**AIM OF THE TASK**
Can you give the rows from the line containing "Point out the stainless steel range hood" through the line containing "<point>269,158</point>" again, ends included, with "stainless steel" switched to "brushed metal" and nothing else changed?

**PROVIDED INFORMATION**
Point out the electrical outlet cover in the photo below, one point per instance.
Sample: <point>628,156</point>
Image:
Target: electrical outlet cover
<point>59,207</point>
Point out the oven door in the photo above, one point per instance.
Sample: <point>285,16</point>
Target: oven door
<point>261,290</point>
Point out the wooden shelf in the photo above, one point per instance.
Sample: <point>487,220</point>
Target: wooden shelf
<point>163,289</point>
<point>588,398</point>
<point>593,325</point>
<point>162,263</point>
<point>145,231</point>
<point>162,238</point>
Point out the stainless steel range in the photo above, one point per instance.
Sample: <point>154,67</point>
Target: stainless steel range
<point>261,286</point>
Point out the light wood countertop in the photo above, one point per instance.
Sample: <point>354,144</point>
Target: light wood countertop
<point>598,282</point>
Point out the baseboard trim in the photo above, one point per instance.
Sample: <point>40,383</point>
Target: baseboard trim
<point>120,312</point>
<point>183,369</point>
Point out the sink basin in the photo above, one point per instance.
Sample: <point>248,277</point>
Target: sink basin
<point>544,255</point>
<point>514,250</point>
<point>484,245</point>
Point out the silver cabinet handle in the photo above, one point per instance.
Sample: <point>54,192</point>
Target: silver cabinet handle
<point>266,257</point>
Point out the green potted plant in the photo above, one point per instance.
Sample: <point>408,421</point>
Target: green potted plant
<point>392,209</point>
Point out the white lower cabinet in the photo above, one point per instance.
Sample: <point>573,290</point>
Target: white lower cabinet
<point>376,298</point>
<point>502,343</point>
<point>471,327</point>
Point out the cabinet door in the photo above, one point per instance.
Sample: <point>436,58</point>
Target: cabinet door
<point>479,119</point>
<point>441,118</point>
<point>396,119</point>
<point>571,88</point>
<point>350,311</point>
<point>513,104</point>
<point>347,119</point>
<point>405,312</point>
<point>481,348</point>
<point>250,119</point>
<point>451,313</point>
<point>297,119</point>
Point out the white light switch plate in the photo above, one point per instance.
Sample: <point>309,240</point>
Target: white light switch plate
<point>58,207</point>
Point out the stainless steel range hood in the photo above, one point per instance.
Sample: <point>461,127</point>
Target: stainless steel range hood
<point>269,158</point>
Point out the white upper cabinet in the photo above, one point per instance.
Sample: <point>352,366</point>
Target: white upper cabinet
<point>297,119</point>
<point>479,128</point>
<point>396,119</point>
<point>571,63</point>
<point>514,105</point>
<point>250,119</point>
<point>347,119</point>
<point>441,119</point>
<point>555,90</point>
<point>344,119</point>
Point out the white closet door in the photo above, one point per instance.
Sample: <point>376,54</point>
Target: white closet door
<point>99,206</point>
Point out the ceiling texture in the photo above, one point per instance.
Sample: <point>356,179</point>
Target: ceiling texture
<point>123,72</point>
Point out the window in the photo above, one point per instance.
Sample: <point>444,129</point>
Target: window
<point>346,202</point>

**TASK SOLUTION**
Point out the brushed metal range hood in the photo above, one point per instance.
Sample: <point>461,127</point>
Target: brushed metal range hood
<point>269,158</point>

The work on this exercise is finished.